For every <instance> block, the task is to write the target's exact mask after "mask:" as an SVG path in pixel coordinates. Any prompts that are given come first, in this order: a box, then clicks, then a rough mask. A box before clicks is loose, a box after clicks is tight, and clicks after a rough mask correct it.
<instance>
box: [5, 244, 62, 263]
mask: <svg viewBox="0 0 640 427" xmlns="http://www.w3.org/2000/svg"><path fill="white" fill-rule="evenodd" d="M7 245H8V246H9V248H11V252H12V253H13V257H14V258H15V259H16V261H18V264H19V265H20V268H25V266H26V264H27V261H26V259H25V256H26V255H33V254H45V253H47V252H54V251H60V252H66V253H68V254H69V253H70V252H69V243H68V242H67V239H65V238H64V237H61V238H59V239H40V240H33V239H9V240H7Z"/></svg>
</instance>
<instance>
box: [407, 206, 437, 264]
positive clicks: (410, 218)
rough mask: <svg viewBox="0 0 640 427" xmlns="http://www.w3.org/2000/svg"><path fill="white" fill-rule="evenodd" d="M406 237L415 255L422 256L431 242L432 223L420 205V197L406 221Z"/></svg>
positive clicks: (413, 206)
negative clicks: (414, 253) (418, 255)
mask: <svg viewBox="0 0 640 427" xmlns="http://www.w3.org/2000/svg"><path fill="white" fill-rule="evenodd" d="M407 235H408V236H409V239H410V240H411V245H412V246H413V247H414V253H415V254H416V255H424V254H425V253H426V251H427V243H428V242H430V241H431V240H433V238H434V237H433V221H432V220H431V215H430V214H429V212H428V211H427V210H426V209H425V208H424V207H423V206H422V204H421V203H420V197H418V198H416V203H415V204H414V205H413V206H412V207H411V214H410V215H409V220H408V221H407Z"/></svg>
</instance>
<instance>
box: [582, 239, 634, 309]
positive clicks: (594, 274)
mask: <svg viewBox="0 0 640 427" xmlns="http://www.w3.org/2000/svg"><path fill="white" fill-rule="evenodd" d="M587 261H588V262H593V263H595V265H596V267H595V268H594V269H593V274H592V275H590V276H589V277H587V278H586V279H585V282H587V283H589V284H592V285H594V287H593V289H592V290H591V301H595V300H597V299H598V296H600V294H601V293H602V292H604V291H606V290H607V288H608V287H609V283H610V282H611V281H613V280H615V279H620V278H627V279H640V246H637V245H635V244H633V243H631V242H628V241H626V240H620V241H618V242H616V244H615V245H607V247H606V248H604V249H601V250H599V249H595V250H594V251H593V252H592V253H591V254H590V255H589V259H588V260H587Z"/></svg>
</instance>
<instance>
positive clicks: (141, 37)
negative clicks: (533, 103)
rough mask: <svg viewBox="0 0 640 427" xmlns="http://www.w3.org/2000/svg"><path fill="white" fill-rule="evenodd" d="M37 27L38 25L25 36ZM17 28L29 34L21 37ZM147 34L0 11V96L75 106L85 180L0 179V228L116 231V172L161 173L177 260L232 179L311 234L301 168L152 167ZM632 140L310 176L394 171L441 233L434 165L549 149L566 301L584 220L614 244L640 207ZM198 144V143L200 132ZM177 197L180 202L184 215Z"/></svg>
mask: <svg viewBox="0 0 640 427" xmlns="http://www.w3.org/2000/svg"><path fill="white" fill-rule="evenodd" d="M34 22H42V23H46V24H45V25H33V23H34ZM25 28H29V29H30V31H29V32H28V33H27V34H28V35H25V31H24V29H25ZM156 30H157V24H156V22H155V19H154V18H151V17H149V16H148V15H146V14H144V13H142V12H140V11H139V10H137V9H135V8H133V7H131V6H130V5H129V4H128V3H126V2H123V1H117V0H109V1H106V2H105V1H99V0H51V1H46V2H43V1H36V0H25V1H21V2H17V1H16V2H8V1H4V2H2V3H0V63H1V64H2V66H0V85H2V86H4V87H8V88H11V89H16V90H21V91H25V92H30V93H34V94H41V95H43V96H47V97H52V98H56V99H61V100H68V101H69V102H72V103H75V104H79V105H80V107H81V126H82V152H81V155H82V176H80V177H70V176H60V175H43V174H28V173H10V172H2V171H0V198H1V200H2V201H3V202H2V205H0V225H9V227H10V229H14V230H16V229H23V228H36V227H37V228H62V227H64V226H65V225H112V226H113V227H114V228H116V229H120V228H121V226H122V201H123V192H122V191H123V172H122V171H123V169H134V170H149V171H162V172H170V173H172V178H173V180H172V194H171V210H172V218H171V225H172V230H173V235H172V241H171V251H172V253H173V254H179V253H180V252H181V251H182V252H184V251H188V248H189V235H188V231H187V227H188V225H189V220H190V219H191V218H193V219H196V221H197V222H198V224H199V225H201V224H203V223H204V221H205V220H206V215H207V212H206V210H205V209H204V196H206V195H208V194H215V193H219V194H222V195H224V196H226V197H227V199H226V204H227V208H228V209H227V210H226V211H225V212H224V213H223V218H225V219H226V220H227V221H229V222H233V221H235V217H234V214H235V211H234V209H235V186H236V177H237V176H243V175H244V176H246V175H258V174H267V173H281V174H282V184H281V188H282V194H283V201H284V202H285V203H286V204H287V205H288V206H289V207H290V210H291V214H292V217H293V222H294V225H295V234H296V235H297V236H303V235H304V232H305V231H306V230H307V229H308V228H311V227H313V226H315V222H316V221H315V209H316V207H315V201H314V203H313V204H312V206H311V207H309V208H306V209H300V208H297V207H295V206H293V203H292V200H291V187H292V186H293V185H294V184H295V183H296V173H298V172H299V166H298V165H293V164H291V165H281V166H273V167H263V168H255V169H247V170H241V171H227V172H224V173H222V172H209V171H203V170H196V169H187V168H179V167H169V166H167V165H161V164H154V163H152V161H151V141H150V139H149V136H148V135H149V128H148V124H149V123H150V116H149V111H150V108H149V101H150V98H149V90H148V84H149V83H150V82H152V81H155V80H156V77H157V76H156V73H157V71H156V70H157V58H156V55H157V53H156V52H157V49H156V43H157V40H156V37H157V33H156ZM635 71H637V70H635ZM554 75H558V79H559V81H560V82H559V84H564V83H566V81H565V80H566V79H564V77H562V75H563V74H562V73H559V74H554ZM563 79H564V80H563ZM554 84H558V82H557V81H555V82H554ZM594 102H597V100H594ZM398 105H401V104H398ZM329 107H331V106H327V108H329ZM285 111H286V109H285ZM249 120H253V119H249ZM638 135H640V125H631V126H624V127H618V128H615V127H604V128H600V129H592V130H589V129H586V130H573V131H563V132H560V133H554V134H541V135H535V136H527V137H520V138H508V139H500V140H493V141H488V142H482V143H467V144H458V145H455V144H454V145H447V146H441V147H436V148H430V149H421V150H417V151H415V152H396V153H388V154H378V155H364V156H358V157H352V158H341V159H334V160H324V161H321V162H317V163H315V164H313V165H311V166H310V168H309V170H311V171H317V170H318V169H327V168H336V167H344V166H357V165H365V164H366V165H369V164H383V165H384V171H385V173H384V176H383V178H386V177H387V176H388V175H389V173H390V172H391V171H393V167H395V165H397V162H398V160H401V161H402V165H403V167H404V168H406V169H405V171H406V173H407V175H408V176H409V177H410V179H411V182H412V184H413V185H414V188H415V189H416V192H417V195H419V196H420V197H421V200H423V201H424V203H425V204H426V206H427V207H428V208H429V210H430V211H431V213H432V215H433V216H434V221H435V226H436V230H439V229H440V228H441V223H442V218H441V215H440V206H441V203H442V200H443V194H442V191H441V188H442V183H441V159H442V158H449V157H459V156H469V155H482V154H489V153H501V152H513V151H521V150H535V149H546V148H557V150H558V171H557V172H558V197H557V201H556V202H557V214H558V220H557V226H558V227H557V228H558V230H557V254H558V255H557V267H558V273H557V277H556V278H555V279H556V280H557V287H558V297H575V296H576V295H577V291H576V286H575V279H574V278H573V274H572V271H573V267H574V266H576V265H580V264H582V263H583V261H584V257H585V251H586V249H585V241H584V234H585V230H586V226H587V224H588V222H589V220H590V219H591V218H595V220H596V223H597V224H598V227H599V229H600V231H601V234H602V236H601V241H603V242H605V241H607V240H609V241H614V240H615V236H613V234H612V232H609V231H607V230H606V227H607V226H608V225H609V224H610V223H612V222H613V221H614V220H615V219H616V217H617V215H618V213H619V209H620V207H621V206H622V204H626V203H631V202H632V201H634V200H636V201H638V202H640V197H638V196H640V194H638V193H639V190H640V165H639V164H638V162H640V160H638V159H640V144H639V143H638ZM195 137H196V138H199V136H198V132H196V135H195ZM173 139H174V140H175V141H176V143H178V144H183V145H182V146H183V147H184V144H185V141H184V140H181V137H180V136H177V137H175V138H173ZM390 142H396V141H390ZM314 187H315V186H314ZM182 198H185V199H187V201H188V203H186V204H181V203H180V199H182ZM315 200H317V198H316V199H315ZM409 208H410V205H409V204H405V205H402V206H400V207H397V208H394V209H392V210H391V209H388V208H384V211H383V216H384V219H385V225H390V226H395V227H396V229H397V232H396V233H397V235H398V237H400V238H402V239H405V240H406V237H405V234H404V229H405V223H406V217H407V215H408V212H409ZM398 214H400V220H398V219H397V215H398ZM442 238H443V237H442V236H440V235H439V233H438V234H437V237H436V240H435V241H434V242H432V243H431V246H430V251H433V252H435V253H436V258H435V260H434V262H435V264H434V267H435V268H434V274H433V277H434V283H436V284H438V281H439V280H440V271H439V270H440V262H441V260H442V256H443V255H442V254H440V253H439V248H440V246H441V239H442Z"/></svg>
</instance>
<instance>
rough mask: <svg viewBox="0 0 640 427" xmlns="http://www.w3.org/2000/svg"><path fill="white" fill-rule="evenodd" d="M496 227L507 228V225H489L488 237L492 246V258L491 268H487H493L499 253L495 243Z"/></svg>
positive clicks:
============================================================
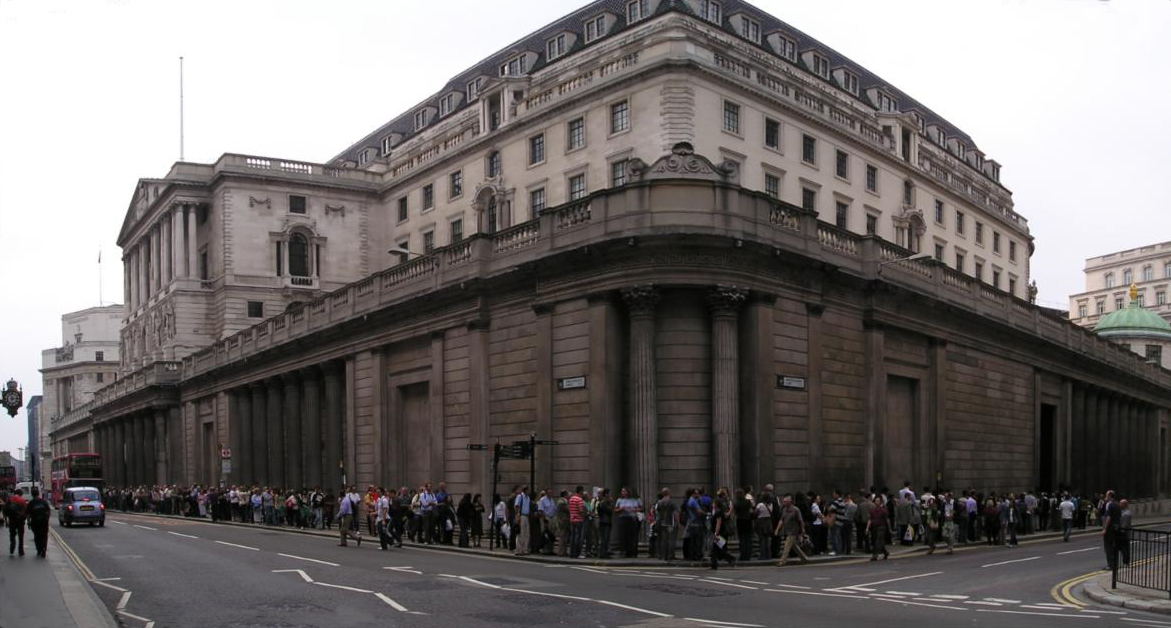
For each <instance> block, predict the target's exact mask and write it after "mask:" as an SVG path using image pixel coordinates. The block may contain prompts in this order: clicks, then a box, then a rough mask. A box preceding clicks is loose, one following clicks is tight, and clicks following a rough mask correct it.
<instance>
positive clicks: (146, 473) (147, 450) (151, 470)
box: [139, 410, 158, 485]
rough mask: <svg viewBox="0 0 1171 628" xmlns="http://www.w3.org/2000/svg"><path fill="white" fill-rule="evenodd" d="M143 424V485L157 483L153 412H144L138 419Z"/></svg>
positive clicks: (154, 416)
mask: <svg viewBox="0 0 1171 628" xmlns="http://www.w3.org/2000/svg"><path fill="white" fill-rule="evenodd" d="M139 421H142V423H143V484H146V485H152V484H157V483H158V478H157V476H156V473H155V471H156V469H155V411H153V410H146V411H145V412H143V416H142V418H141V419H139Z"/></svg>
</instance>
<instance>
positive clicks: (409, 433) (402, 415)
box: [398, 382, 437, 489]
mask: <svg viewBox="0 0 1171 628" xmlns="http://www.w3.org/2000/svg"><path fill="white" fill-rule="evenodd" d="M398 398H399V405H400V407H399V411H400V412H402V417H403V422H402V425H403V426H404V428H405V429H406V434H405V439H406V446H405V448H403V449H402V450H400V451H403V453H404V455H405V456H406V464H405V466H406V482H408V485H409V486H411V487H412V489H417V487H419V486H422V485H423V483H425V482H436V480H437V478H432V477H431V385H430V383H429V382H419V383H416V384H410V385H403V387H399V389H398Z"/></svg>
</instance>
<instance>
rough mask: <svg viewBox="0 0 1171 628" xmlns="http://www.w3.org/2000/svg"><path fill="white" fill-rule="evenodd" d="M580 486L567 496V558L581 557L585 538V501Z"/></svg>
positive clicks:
============================================================
▶ _WHAT IS NEEDED_: Restate word for word the entries above from the line with "box: [407, 206, 437, 264]" through the line with "box: [582, 239, 634, 309]", inclusive, leaving out everything else.

▶ _TASK RESULT_:
box: [407, 206, 437, 264]
positive clicks: (410, 218)
rough mask: <svg viewBox="0 0 640 427" xmlns="http://www.w3.org/2000/svg"><path fill="white" fill-rule="evenodd" d="M406 237L415 255L422 256L431 242L432 223L420 205V197L406 221Z"/></svg>
positive clicks: (413, 206)
negative clicks: (414, 253) (418, 255)
mask: <svg viewBox="0 0 640 427" xmlns="http://www.w3.org/2000/svg"><path fill="white" fill-rule="evenodd" d="M407 235H408V236H409V239H410V240H411V245H412V246H413V247H414V253H415V254H416V255H424V254H425V253H426V251H427V243H428V242H430V241H431V240H433V238H434V237H433V221H432V220H431V215H430V214H429V212H428V211H427V210H426V209H425V208H424V207H423V206H422V204H421V203H420V197H418V198H416V203H415V204H414V205H413V206H412V207H411V214H410V215H409V220H408V221H407Z"/></svg>
</instance>
<instance>
box: [582, 239, 634, 309]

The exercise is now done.